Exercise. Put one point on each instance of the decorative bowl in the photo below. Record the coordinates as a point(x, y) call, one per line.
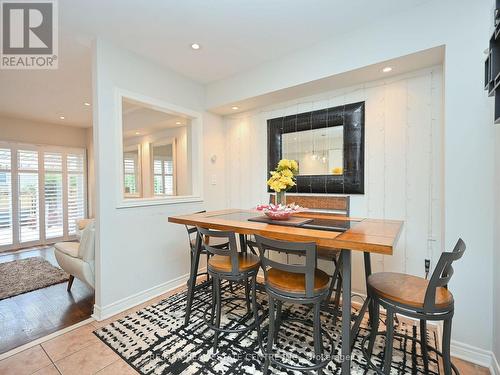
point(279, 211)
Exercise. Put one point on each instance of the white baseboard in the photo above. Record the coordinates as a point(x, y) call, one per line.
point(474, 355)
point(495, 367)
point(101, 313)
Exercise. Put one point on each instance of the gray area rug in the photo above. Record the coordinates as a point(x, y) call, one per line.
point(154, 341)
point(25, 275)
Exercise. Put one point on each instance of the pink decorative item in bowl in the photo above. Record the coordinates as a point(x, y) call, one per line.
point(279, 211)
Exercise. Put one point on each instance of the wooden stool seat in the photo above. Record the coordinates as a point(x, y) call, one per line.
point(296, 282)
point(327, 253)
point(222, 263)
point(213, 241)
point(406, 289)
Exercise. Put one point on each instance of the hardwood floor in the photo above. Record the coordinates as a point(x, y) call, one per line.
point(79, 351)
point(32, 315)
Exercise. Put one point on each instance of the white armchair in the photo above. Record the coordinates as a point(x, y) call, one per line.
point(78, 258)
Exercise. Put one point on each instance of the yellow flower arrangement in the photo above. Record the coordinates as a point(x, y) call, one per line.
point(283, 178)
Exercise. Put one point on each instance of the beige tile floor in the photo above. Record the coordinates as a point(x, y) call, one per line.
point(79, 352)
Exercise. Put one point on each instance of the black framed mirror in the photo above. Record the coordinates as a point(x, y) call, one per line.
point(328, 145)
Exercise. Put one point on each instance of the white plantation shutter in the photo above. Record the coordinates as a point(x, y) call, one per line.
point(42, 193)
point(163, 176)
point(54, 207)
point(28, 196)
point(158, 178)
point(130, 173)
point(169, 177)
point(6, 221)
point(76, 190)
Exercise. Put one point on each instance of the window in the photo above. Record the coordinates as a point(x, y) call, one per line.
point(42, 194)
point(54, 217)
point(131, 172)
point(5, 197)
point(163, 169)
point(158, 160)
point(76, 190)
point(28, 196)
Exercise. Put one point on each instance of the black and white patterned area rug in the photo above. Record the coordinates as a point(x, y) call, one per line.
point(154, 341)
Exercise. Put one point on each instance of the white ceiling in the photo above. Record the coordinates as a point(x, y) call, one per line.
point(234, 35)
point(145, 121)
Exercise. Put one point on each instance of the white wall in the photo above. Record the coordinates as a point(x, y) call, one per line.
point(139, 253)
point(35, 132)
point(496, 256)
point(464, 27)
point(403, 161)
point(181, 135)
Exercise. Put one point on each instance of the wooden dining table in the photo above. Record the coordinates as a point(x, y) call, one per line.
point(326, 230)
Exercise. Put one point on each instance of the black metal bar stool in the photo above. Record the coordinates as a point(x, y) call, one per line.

---

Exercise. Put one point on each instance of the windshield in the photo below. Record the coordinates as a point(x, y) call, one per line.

Enunciado — Reproduce sin ningún cambio las líneas comprendidas entre la que contiene "Exercise. Put one point on each instance of the yellow" y la que contiene "point(326, 230)", ambas incluidas.

Respuesta final —
Exercise. Put one point on each instance of the yellow flower arrangement in the photo above. Record the coordinates as a point(x, y) call, one per line.
point(283, 178)
Exercise. Put one point on each instance of the beige tile floor in the photo above. Record the coordinates as a point(x, y) call, one per line.
point(79, 352)
Exercise. Put one point on each instance of the black framed mirror in the photo above. Record the coordinates as a point(x, y) call, one per line.
point(328, 145)
Exercise. Put one point on each instance of the white plantation shutter in the photo above. Record the coordinates as a point(x, y) call, one per line.
point(42, 193)
point(163, 176)
point(54, 207)
point(28, 196)
point(158, 178)
point(130, 173)
point(169, 177)
point(6, 221)
point(76, 190)
Exercise. Put one point on each instance of the window in the photo above. Record the coordinates as a point(x, y) call, one per line.
point(42, 194)
point(54, 217)
point(131, 172)
point(5, 197)
point(163, 169)
point(158, 160)
point(76, 190)
point(28, 196)
Exercise. Put one point on each instance of the black and white patterned area rug in the photo above. Record the coordinates as a point(x, y) call, one per line.
point(154, 341)
Exercise. Put one point on each instance of the white ceiling in the photo above. Record the coordinates as a point(x, y) call, one per line.
point(234, 35)
point(145, 121)
Exercise. Put one point on each instance of the white wall in the photo above. Record the coordinates as a point(x, y) call, one per line.
point(139, 253)
point(35, 132)
point(496, 256)
point(464, 27)
point(403, 161)
point(181, 135)
Exercise. Put one point on each instance of the wooden dining table in the photo above. Record the coordinates as a point(x, y) call, one per line.
point(326, 230)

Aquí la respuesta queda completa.